··· Kaynaktan alıntı ···
Gazali, bu denli verimli, canlı ve şatavatlı günleri yaşarken kendisine bir şüphe arız oldu. Dünya hayatının göze hoş gelen, insanı çeken cazibeleriyle ahiret düşünceleri arasında kararsız kaldı. Bu halini kendisi şöyle anlatmaktaydı: ‘’Bir gün Bağdat’tan çıkmaya ve bu halleri terk etmeye karar veriyor, ertesi gün bu kararı bozuyordum. Bir adım atıyor, diğerini de geri çekiyordum.’’ Gazali’nin tereddüt hali altı ay kadar sürer. Bu tereddüt ve kararsızlık hali ciddi bir bunalıma dönüşmüş, kendi ifadesiyle ihtiyari olmaktan çıkıp, zaruri hale gelmiştir.
··· Veri listesi ···
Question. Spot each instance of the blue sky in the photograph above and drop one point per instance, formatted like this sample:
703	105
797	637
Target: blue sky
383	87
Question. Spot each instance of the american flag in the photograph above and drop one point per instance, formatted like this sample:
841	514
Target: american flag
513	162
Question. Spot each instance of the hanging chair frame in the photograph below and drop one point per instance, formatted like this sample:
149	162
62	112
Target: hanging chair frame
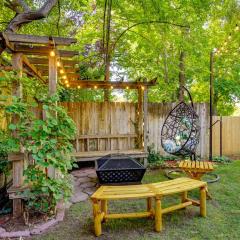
···
Kısa alıştırma A - Aşağıdaki ifadelerin Gazali hakkındaki metinle uyuşup uyuşmadığını belirtin: (i) Gazali'nin tereddüt hali altı ay kadar sürmüştür. (ii) Gazali, Bağdat'tan çıkma kararını bir kez verdikten sonra bu karardan hiç dönmemiştir. (iii) Gazali'nin kendi ifadesine göre kararsızlık hali ihtiyari olarak kalmıştır. Her ifade için evet ya da hayır deyin ve kararı belirleyen sözleri metinden olduğu gibi alıntılayın.
Kısa alıştırma B - Gazali hakkındaki metnin "Gazali, bu denli" sözcüklerinden başlayıp "zaruri hale gelmiştir." sözcükleri de dahil olmak üzere uzanan kısmını hiçbir değişiklik yapmadan yazın.

Doğru yanıt A -
(i) Evet: "Gazali’nin tereddüt hali altı ay kadar sürer."
(ii) Hayır: "ertesi gün bu kararı bozuyordum"
(iii) Hayır: "ihtiyari olmaktan çıkıp, zaruri hale gelmiştir"

Doğru yanıt B -
Gazali, bu denli verimli, canlı ve şatavatlı günleri yaşarken kendisine bir şüphe arız oldu. Dünya hayatının göze hoş gelen, insanı çeken cazibeleriyle ahiret düşünceleri arasında kararsız kaldı. Bu halini kendisi şöyle anlatmaktaydı: ‘’Bir gün Bağdat’tan çıkmaya ve bu halleri terk etmeye karar veriyor, ertesi gün bu kararı bozuyordum. Bir adım atıyor, diğerini de geri çekiyordum.’’ Gazali’nin tereddüt hali altı ay kadar sürer. Bu tereddüt ve kararsızlık hali ciddi bir bunalıma dönüşmüş, kendi ifadesiyle ihtiyari olmaktan çıkıp, zaruri hale gelmiştir.